Texto do documento>
▼

Então, quanto a gente fala de prioridade de comunicação, é nessa ordem: familiares e equipe interna primeiro, depois as autoridades (que eu preciso abastecer de informações) e os demais públicos depois. 

5) COSAFE: O acidente de 2006 certamente trouxe um grande aprendizado. Houve algum outro momento icônico na história da companhia?

FERNANDO: Quando falamos de 2006, falamos do único acidente com vítimas que tivemos. Para esse tema, foi o cenário mais crítico. Vivemos outros cenários de crise que nos ajudaram a melhorar, mas no que se refere a impacto e peso, não há comparação. A pandemia foi um cenário de crise porque o setor aéreo foi duramente afetado. A greve de caminhoneiros e a guerra (Rússia X Ucrânia) também impactaram o setor. Mas tudo isso é parte do negócio, são coisas que a gente tem que gerenciar. 

Mas quando se trata de perdas de pessoas que estavam no nosso avião, somos responsáveis e precisamos responder. Quando falamos de vidas, não há comparação com nenhuma outra crise. A gente teve 154 vítimas fatais e foram 154 famílias que tiveram que reaprender a viver sem aquela pessoa. Quanto a isso não há comparação e nem reparação. Existem muitas teorias de superação do luto e eu não vou me aprofundar nelas porque não sou especialista nisso, mas acredito que ninguém supera o luto. Acho que se aceita em algum momento (cada um a seu tempo) e se aprende a seguir a vida. Não é superar o luto, porque a dor e a saudade sempre vão estar lá. Não há nada que eu ou qualquer outra pessoa faça que vá mudar isso, e temos isso bem claro.

▲

Requisitos do exercício>
a. Responda com base na entrevista sobre crises na companhia aérea:
(i) Quem vem primeiro na ordem de prioridade de comunicação?
(ii) Que conflito é citado como tendo impactado o setor?
(iii) Quantas vítimas fatais houve no acidente de 2006?
b. Dê continuidade à entrevista sobre crises na companhia aérea a partir da última frase apresentada.

Material fornecido>
▼

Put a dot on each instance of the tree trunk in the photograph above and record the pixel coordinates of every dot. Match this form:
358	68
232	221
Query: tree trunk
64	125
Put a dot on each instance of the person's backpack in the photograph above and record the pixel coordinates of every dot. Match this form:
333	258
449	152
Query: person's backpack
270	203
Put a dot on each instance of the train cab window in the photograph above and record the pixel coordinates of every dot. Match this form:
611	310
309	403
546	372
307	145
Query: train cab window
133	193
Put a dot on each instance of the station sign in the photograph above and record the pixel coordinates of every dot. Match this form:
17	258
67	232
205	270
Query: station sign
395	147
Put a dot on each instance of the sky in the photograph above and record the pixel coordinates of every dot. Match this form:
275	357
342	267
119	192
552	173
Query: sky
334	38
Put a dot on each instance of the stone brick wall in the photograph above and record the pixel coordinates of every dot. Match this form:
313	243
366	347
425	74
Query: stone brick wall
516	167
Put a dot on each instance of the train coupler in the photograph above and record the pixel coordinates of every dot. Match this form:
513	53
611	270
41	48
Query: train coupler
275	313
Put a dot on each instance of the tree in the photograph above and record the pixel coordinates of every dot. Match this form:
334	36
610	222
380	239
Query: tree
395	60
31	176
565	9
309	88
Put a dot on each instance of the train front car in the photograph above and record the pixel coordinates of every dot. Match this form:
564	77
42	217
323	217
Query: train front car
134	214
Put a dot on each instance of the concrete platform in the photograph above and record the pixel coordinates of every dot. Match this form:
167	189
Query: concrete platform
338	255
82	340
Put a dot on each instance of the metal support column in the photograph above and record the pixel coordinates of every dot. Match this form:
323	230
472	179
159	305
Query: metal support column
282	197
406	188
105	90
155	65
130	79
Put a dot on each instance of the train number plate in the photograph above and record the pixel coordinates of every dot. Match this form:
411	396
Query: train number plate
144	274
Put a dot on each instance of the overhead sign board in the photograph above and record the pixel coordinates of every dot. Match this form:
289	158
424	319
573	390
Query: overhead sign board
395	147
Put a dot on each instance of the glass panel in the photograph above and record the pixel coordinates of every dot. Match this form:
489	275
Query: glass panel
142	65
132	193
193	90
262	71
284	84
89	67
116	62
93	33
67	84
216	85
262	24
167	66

▲

Respostas das tarefas>
a.
(i) Os familiares e a equipe interna.
(ii) A guerra entre Rússia e Ucrânia.
(iii) 154 vítimas fatais.

b.
6) COSAFE: Como você percebe a evolução do setor aéreo como um todo, no que se refere à Segurança?

FERNANDO: O setor da aviação evoluiu em todos os lados. Há tecnologia embarcada no avião e também em volta, melhorias nos processos, treinamentos muito mais adequados, qualificação das pessoas, etc. Nada disso veio de graça, veio de aprendizados a partir de episódios anteriores. De 1990 para trás, há um número altíssimo de acidentes. Havia menos procedimentos, menos padrão, menos tecnologia. Se hoje o número de acidentes é tão baixo na aviação, é por conta disso. Em 2021 a indústria total (não só a GOL) realizou aproximadamente 26 milhões de voos, e desse número, somente 26 sofreram acidentes. Mas segundo o anexo 13 da Convenção de Aviação Civil Internacional, muitos cenários são considerados acidentes, mesmo que ninguém se machuque. Por exemplo, se um avião pousar, o trem de pouso ceder e o avião parar com o bico encostado no chão, é um acidente porque houve um dano grave e estrutural no avião, mas todo mundo saiu ileso. Portanto, desses 26 acidentes de 2021, somente 7 tiveram vítimas (este é o menor número nos últimos 5 anos). E é muito importante frisar que todos esses acidentes foram em empresas que não têm o IOSA (Iata Operation Safety Audit), um certificado de segurança da IATA (International Air Transport Association) que é opcional, mas que a maior parte das grandes empresas aéreas possui e renova a cada 2 anos. É uma auditoria minuciosa que avalia aproximadamente 1000 requisitos, todos relacionados à segurança da operação. Isso faz com que a taxa de incidentes e acidentes nessas companhias seja baixíssima. Então, quando olhamos para esses 26 acidentes de 2021, 7 deles com vítimas, nenhum foi em uma empresa aérea que era parte da IATA ou membro IOSA.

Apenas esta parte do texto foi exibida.